Repeat the records below word for word, but start at the line that contains "Target: building facade", stop after the last line, and include nothing else.

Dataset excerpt
'''

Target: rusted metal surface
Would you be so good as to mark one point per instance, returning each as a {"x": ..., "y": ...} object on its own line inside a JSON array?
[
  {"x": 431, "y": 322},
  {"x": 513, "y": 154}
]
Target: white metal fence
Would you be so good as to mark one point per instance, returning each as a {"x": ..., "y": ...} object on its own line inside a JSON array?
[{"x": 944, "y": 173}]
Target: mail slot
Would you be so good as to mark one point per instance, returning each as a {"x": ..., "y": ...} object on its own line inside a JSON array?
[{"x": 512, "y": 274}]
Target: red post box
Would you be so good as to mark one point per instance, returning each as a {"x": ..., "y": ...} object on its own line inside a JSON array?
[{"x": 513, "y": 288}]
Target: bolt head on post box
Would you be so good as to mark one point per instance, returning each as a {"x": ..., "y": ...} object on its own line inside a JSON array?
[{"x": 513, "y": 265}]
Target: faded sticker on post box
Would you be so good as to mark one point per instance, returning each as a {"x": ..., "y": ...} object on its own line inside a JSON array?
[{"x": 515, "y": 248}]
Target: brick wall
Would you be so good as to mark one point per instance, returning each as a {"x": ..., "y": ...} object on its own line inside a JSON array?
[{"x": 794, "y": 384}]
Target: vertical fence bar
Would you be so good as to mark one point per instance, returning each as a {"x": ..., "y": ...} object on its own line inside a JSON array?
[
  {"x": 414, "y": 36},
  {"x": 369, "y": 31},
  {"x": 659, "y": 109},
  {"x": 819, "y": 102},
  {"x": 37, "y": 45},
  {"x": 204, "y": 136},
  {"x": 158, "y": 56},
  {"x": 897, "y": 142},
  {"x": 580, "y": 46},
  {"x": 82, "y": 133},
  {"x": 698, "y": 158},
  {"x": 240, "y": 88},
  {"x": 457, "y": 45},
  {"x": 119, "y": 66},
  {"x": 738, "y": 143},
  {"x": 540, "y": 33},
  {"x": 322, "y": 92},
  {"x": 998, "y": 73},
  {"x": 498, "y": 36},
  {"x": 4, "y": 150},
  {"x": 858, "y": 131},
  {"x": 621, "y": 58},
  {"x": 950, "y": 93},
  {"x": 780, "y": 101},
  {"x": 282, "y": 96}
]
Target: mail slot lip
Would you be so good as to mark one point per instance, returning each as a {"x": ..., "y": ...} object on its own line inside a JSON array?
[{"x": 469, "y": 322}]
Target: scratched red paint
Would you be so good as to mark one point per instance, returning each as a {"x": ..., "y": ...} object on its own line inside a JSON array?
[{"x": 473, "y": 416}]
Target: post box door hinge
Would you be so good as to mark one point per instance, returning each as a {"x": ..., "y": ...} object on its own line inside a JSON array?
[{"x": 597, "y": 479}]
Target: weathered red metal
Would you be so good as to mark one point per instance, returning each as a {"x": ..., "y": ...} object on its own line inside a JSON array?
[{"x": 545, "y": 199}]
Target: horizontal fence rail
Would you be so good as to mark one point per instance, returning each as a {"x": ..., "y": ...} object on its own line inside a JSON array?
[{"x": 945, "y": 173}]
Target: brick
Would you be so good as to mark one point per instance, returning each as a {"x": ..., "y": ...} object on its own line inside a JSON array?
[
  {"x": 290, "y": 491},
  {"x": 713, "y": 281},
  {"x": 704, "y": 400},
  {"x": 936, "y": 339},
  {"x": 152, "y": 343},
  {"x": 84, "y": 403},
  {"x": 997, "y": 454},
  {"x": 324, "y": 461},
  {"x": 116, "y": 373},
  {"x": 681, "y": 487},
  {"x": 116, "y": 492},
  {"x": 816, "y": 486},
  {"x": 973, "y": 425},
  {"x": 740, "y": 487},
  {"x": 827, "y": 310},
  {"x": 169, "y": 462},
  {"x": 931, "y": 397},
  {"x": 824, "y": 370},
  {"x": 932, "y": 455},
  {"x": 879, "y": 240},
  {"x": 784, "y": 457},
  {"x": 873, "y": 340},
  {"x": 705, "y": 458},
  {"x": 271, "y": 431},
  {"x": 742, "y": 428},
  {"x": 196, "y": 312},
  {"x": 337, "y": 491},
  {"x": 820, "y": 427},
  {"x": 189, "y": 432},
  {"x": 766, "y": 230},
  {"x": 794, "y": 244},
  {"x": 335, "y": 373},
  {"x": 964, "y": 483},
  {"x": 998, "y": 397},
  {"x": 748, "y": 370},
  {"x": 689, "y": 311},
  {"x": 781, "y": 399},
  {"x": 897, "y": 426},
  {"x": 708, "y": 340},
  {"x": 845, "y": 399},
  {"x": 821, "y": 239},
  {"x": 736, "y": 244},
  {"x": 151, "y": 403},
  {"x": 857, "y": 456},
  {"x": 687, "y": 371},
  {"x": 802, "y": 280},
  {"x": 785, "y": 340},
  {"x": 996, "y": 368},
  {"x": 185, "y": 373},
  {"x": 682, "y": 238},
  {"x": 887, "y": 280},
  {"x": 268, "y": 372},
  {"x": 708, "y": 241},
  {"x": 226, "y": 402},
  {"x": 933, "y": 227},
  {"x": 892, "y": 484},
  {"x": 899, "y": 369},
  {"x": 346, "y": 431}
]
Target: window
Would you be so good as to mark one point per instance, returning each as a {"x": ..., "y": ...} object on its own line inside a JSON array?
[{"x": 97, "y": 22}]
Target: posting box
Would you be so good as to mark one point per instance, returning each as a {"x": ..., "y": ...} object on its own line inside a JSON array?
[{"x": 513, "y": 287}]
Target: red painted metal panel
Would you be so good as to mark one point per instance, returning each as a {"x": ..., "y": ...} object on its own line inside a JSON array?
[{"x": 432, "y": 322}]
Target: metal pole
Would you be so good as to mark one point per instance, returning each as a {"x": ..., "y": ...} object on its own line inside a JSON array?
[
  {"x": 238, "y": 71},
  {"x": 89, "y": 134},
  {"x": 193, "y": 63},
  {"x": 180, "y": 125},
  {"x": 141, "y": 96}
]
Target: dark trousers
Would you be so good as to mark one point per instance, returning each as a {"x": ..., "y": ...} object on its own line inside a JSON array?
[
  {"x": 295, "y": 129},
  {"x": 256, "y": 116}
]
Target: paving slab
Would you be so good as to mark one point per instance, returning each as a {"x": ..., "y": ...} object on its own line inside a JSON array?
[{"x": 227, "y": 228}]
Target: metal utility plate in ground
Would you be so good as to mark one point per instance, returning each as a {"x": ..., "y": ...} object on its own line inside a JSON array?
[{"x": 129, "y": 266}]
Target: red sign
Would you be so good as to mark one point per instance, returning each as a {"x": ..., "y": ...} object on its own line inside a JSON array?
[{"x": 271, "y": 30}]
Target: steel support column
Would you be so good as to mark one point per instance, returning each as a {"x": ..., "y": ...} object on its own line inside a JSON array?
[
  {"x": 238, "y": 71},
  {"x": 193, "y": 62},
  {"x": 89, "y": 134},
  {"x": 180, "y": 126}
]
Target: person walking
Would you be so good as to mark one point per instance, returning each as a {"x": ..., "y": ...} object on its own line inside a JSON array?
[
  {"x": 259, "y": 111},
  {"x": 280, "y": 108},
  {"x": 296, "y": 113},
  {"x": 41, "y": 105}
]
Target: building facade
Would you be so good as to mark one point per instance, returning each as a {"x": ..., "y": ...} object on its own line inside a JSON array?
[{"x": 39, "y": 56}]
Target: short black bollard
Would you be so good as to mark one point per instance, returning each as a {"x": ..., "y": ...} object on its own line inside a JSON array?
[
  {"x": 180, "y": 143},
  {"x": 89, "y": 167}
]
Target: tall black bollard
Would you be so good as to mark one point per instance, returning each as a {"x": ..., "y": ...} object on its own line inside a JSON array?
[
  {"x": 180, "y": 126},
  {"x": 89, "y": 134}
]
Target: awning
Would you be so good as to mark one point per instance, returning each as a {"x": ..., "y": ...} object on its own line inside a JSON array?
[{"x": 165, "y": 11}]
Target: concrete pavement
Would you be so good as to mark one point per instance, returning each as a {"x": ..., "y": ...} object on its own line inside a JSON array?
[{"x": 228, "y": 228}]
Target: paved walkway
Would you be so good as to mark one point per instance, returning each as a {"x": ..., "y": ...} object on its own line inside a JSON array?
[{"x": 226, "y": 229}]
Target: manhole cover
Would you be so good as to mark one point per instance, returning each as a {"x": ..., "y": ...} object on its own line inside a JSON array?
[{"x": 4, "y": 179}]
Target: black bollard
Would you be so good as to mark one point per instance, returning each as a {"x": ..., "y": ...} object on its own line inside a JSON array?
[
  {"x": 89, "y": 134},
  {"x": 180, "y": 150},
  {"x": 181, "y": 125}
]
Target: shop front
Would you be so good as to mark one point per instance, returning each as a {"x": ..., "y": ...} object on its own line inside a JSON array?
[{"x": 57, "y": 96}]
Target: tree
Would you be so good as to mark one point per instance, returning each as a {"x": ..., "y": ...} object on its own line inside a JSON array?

'''

• Exercise result:
Target: building facade
Would you be so good as to mark one point per instance, returning each as a {"x": ..., "y": ...} object on its own line inside a JSON array?
[{"x": 39, "y": 56}]
Target: short black bollard
Would you be so good as to mark one point per instance, returning each as a {"x": ..., "y": ...} object on its own line inside a JSON array?
[
  {"x": 180, "y": 143},
  {"x": 89, "y": 167}
]
Target: tall black bollard
Would you be so good as to mark one point per instance, returning each as a {"x": ..., "y": ...} object on its own line inside a JSON array?
[
  {"x": 180, "y": 126},
  {"x": 89, "y": 134}
]
Target: awning
Would you be so good as to mark one point per instance, returning each as a {"x": ..., "y": ...} object on its own line inside a JSON array?
[{"x": 165, "y": 11}]
Target: concrete pavement
Would you be so good as to mark one point per instance, returning each as a {"x": ..., "y": ...} object on its own line inside a JSON array?
[{"x": 228, "y": 228}]
Target: paved walkway
Would you be so good as to mark one point per instance, returning each as a {"x": ..., "y": ...} object on its own line inside a JSON array?
[{"x": 226, "y": 229}]
Target: manhole cover
Would you be so good as to mark one point per instance, returning each as a {"x": ..., "y": ...} object on its own line inside a JSON array?
[{"x": 4, "y": 179}]
Target: black bollard
Would you be so good as to mark one point per instance, returning each as a {"x": ..., "y": ...} object on its own line inside a JSON array?
[
  {"x": 89, "y": 134},
  {"x": 180, "y": 150},
  {"x": 181, "y": 125}
]
Target: shop front
Would you be so good as to mark one point per instance, returning each as a {"x": ..., "y": ...} object on its own line inside a JSON array?
[{"x": 57, "y": 96}]
Target: tree
Would you be so good as to mark one point per instance, returning each as a {"x": ..., "y": ...} object on its own line inside a JSON array?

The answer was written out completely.